Aim => Please give the entries again in full and exactly, without any picture.

Collected data entries:

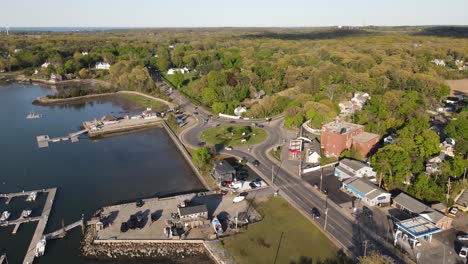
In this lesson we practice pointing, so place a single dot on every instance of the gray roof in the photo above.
(417, 207)
(223, 166)
(196, 209)
(369, 189)
(354, 164)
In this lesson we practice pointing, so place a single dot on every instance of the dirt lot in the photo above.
(458, 87)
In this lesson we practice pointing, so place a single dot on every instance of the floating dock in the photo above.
(30, 254)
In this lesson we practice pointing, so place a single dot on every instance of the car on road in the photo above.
(453, 211)
(367, 212)
(463, 252)
(315, 213)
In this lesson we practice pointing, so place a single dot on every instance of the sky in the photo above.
(233, 13)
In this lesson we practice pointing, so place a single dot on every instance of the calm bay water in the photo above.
(89, 174)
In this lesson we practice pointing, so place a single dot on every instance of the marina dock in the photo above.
(30, 254)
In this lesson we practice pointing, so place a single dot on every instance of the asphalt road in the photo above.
(352, 235)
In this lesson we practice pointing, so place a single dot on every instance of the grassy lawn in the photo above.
(259, 243)
(232, 135)
(143, 102)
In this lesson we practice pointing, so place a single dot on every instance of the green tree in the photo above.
(201, 157)
(178, 79)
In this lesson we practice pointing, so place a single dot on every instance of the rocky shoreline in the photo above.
(166, 252)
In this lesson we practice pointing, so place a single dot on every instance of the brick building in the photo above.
(338, 136)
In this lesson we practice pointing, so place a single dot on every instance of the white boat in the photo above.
(26, 213)
(5, 216)
(33, 115)
(238, 199)
(32, 197)
(40, 247)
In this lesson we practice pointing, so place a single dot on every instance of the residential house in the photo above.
(223, 171)
(368, 192)
(348, 168)
(239, 110)
(181, 70)
(196, 211)
(103, 66)
(409, 204)
(259, 94)
(338, 136)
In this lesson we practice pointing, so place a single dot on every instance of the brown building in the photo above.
(339, 136)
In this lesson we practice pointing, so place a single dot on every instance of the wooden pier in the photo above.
(44, 140)
(63, 231)
(38, 234)
(10, 196)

Expected output =>
In this lesson we practice pointing, so place a single dot on every instance of the gray roof in the photo above.
(417, 207)
(223, 166)
(196, 209)
(369, 189)
(354, 164)
In this lesson we practice pointing, so place a single dot on every instance of the dirt lot in the photo above.
(458, 87)
In this lesson we practice pointing, so place a single dot on every instance of the floating dock in the photo above.
(30, 254)
In this lesson we practice pointing, so place a single dot on every instance of the car on road in the photo above.
(453, 211)
(367, 212)
(463, 252)
(315, 213)
In this lesson we practice pointing, so place a single dot on every instance of the sky in the photo above.
(233, 13)
In this lesson we practice pointing, so place a single dot on every instance of the calm bay water in the photo above.
(89, 174)
In this lesson we practice pointing, so place a single dot on every instance of the marina dock in the photo above.
(30, 254)
In this lesson we practice pointing, so place a single dot on every instance of the asphalt road in the photo above.
(352, 235)
In this lesson we practice pointing, so place a single dot on every instance of the grassy lawn in the photo above.
(259, 243)
(232, 135)
(143, 102)
In this lesson we practice pointing, so place a single dot on every instance of the green tree in the photo above.
(201, 157)
(178, 79)
In this lesson we practice pointing, so place a single dot on every instance of the rocky shoreline in the photo above.
(166, 252)
In this lesson we practice pointing, so place a single dot on every instance of the brick building in the photo above.
(338, 136)
In this lesson we practice pointing, so place a single dot on every instance of the white boat in the photo above.
(26, 213)
(5, 216)
(33, 115)
(238, 199)
(32, 197)
(40, 247)
In this lesson we practice pointing, so place a single dot on every instance of the residential house in the photo above.
(223, 171)
(368, 192)
(348, 168)
(239, 110)
(181, 70)
(196, 211)
(103, 66)
(409, 204)
(259, 94)
(338, 136)
In this lesson we practice pointing, so place a single dot on every instance of the brown building in the photo above.
(339, 136)
In this lesson we practice pointing, so place a single dot on every instance of the wooden pier in the photo above.
(44, 140)
(63, 231)
(38, 234)
(10, 196)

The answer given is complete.